→ **Written instruction**:
Rewrite the records below, changing each "locate helper" to "point finder" and keeping everything else the same. Leave the pictures out of your answer.
(begin)
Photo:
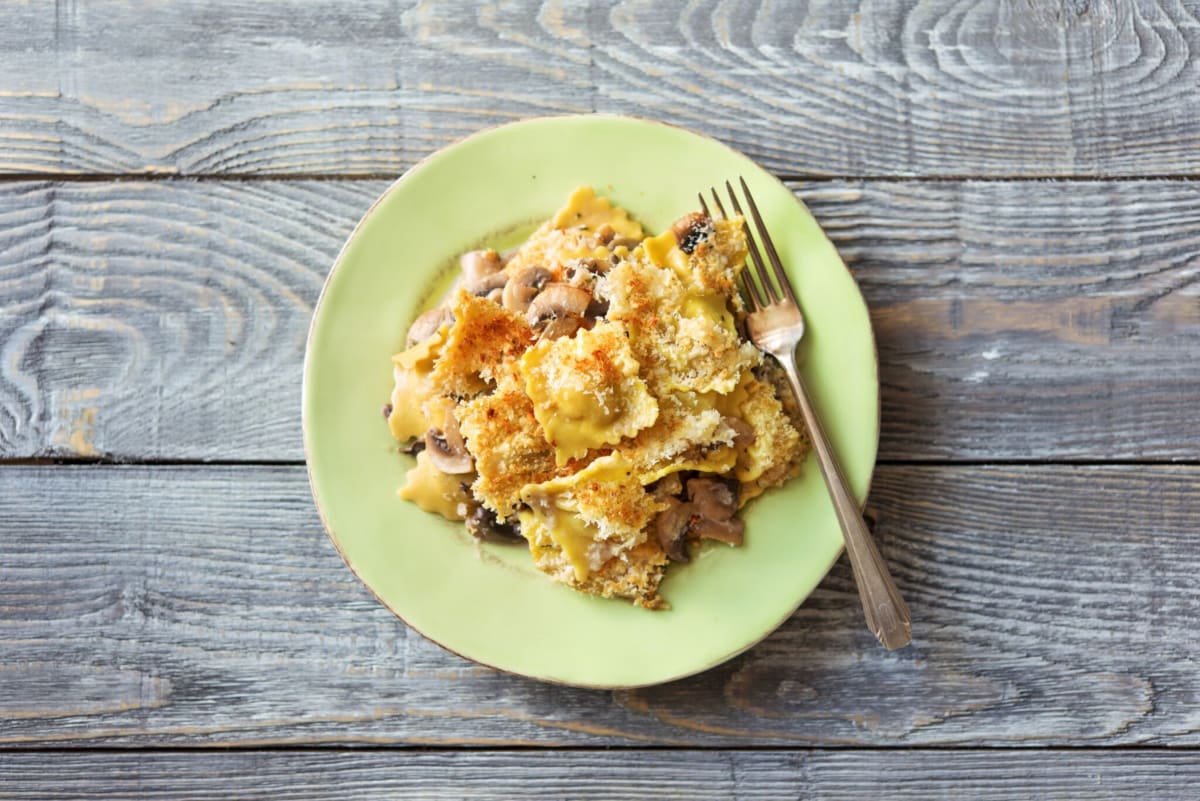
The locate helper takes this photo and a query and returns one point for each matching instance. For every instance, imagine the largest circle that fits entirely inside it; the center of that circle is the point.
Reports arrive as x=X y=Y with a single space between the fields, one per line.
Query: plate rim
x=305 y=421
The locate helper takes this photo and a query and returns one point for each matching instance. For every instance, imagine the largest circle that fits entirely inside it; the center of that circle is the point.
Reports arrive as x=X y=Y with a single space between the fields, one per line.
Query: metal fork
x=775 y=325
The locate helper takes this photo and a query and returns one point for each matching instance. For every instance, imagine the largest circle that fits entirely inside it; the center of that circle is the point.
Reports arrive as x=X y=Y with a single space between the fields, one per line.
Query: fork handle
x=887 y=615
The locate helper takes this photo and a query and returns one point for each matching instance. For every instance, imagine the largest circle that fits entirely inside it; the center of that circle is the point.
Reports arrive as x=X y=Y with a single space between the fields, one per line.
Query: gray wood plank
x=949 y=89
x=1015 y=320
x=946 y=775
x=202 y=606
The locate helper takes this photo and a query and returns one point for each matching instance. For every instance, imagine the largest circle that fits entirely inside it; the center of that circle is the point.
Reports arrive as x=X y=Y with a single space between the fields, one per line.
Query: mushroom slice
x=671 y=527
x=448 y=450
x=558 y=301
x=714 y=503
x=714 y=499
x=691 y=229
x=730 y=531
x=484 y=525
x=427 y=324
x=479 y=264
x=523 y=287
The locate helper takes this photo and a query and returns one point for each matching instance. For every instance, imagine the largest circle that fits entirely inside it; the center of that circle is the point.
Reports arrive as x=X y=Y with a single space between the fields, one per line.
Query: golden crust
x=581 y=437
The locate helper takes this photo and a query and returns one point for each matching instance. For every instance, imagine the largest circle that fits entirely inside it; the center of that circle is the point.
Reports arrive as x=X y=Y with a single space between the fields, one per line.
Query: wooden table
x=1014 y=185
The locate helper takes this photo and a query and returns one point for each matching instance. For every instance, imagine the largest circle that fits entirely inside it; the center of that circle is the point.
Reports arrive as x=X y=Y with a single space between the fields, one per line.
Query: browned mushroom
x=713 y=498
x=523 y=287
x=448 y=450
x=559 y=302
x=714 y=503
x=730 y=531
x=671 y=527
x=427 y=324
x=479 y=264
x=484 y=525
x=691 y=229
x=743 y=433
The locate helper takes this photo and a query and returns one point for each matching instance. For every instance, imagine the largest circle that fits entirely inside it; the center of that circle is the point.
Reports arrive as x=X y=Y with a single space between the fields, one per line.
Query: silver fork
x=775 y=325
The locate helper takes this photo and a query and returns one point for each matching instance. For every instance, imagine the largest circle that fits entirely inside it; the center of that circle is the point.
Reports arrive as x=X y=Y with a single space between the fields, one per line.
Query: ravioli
(end)
→ **Expected answer**:
Photo:
The point finder takes this photo and a query and returns one point for each matching instance. For every instance, imagine the largest circle that fits entirely inside it; the center of that circle is the point.
Reports arrive as x=X y=Y with a single space between the fields, one per line.
Query: plate rim
x=305 y=421
The point finder takes this photo and a query and returns one point for each matching instance. For every instance, imagine the largest circle that fits entirely inside it; the center of that circle is the point.
Reports arrive as x=X y=Y with a single space between the fields, one per line.
Query: metal fork
x=775 y=325
The point finder takes this photo and a query and returns one point for each matching instance. For every instance, imagine the largest circle that fits entirely inside it; the center of that circle is the point.
Reports arrive as x=X y=Y with a single space between the fields, one per line.
Query: fork handle
x=887 y=615
The point finder takes this photo and a query and returns one point for each matching instance. For every instance, imagine the largest circle that fits entirely inside it; the center of that circle is the point.
Reports arrive as x=X y=Y with a single space between the fields, one per line.
Query: gray wood plank
x=949 y=89
x=1015 y=320
x=946 y=775
x=202 y=606
The point finder takes this photo and a query and returns one point for each matching instance. For every instance, imagine the largest circle that fits entirely inside it; the center of that circle is the point.
Reports arrive as x=X y=Y with a single space between the fields, one per line.
Query: mushroom slice
x=671 y=527
x=448 y=450
x=558 y=301
x=714 y=503
x=714 y=499
x=691 y=229
x=730 y=531
x=484 y=525
x=427 y=324
x=479 y=264
x=523 y=287
The point finder takes this photo and a query and returns one point for each matching instance. For every instance, imagine the largest circle that fits entirely inside it; the center of that circle is the point.
Reports arrive as x=X y=Y with a single space between the fields, one per line.
Query: golden crust
x=581 y=437
The point finder takes this photo and a query and returns one point for each matching instance. For every instance, imagine the largest circle that fits entirely inside it; the center of that circle is the point.
Reports arrive as x=X y=Y with a single space between the fields, one per line.
Query: wooden table
x=1014 y=185
The point finder takes this photo and a query and returns one point for each matching instance. For every instance, imagine the largest circle that fits entirely inside it; the center of that circle is the point.
Reports arrive as x=X y=Y with a single space between the fields, one per line.
Query: browned mushroom
x=713 y=498
x=523 y=287
x=448 y=450
x=559 y=302
x=714 y=503
x=730 y=531
x=671 y=527
x=427 y=324
x=479 y=264
x=484 y=525
x=691 y=229
x=743 y=433
The point finder takes this photo and a query and returns one point for each matching instance. For every instance, imagine the largest circle that fits entirely inside it; the center of that circle is the point.
Reports arrive as x=X y=Y with a single space between the fields, one per line.
Query: silver fork
x=775 y=325
The point finder takes this photo and a query and returns one point for each matching instance. For every instance, imagine the largest circle that fits entirely inside it; the center of that circle is the point.
Reports arrive as x=X y=Y with a single space between the fields, one per line.
Query: ravioli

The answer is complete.